Passage provided ->
- - - - -
If Seattle voters reject a tunnel, the fight will be on: a new viaduct or a transit-surface solution?

(Editor's note: Jordan Royer is an endorser of the pro-tunnel campaign and made a contribution at an event. His pro-tunnel position is well known to regular readers of Crosscut, and The Seattle Times for that matter, but the editor handling the story wasn't aware of the campaign-related activity and failed to ask. Protect Seattle Now leaders have taken issue with this story; the statement from Esther Handy is in the comments.)

If,  as they say, politics makes strange bedfellows, then no stranger couple  exists in Seattle than the two organizations who oppose replacing the  Alaskan Way Viaduct with a deep  bore tunnel and a surface boulevard.

The  tunnel opponents are not united in a solution.  Rather, they acknowledge they are united in tunnel opposition only,  while keeping their powder dry for the  real fight that comes later if and when the tunnel is scrapped. The  Sierra Club faction, led by Seattle Mayor Mike McGinn, wants a four-lane waterfront street, transit, and improvements to Interstate 5 to replace the Viaduct.  The other faction, led by Magnolia activist  and one-time candidate for mayor, Elizabeth Campbell, wants to build a  new elevated structure.

While  they know they may have to fight each other tooth and nail tomorrow,  today they are warmly in bed together to stop the tunnel with a vote against city Referendum 1 on the August primary ballot.

Partly  because the engineering aspects and the merits of various viaduct  replacement schemes have been so thoroughly debated over the past 10  years, I have grown more interested  in the politics and campaign strategies that may say a lot about how  our city makes or does not make decisions about how we choose to grow in the future.
- - - - -
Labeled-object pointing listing

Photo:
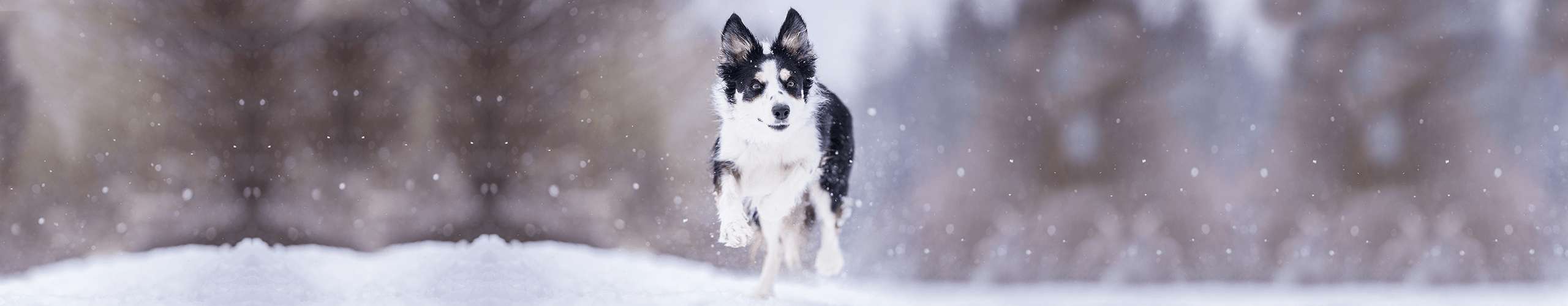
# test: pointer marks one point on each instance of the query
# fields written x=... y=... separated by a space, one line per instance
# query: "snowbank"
x=496 y=272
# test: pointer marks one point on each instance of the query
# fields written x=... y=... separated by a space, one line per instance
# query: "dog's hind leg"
x=830 y=259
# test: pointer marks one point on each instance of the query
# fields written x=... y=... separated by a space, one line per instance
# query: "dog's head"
x=767 y=87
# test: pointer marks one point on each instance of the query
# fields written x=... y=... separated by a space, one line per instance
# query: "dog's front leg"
x=734 y=225
x=830 y=259
x=772 y=214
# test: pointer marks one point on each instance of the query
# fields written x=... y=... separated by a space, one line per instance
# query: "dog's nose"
x=782 y=112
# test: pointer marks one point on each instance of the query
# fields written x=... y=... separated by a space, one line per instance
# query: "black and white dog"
x=783 y=142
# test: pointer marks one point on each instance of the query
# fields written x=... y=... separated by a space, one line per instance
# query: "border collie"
x=785 y=143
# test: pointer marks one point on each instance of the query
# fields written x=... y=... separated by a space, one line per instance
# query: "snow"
x=493 y=272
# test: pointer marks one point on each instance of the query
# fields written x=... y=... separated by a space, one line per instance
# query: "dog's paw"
x=763 y=293
x=830 y=261
x=734 y=234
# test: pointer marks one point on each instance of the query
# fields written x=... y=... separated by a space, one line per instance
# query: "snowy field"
x=496 y=272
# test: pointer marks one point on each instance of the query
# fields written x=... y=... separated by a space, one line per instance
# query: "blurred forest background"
x=1000 y=142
- - - - -
Problem set ->
a: Summarize the text about the Seattle viaduct tunnel fight in two sentences.
b: Extend the text about the Seattle viaduct tunnel fight, picking up after its final sentence.
The listing has no connection to the text about the Seattle viaduct tunnel fight.

Responses to the exercise ->
a: The two organizations opposing a deep bore tunnel and surface boulevard to replace the Alaskan Way Viaduct are united only in that opposition: the Sierra Club faction led by Mayor Mike McGinn wants a four-lane waterfront street, transit, and Interstate 5 improvements, while the faction led by Elizabeth Campbell wants a new elevated structure. Though they may have to fight each other later, for now they are working together to stop the tunnel with a vote against city Referendum 1 on the August primary ballot.

b:
When Protect Seattle Now campaign manager Esther Handy and People’s Waterfront Coalition  leader Cary Moon visited a pizza lunch with Crosscut writers the other  day, I asked about these issues directly.  In particular, I wanted to know what would happen the “day after  tomorrow” if the tunnel project was defeated and the contractors left  town.

Moon said there would be support in   Olympia for a surface/transit/I-5 option  and there would need to be a new process developed. When pressed for  names of supporters in Olympia or even any local elected officials, save  for McGinn  and Seattle City Councilmember Mike O’Brien, she didn't offer any names. She  did say that people aren’t speaking their minds now because they feel  “intimidated” by the status quo leaders in business and labor. After the  defeat, people would feel much  freer to speak their minds.

Then she was asked about the part of her coalition that supports a new elevated structure. Won’t they fight to have their option funded in Olympia? Moon described this group as mostly older, and even though they may  complain a lot, they don’t have much political power. She finished  them off by saying they want to “go back to the seventies.” One has to  wonder what the “new elevateds” — "The Brady Bunch"? — are saying about  McGinn, Moon, and the Sierra Club.

So  will the fragile anti-tunnel coalition be able to work together, given  some apparently frosty cross-generational realities? Will the coalition  strategy of simply fanning the flames  against tolling and fear of the unknown produce a reverberating no on  Referendum 1 in August, sending a signal to Olympia to change course? And what happens  then? Will "That 70's Show" — Let’s Rebuild the Viaduct — make a  retro-appearance, like the Mariners’ old uniforms? Or will the leaders of  the Legislature’s transportation committees decide that we should rethink the whole  process and start the planning all over again?

Beyond the saying about strange bedfellows, another old political saw may have meaning for this odd couple fighting the tunnel: “The lion may lie down with the lamb, but the lamb won’t get much sleep.”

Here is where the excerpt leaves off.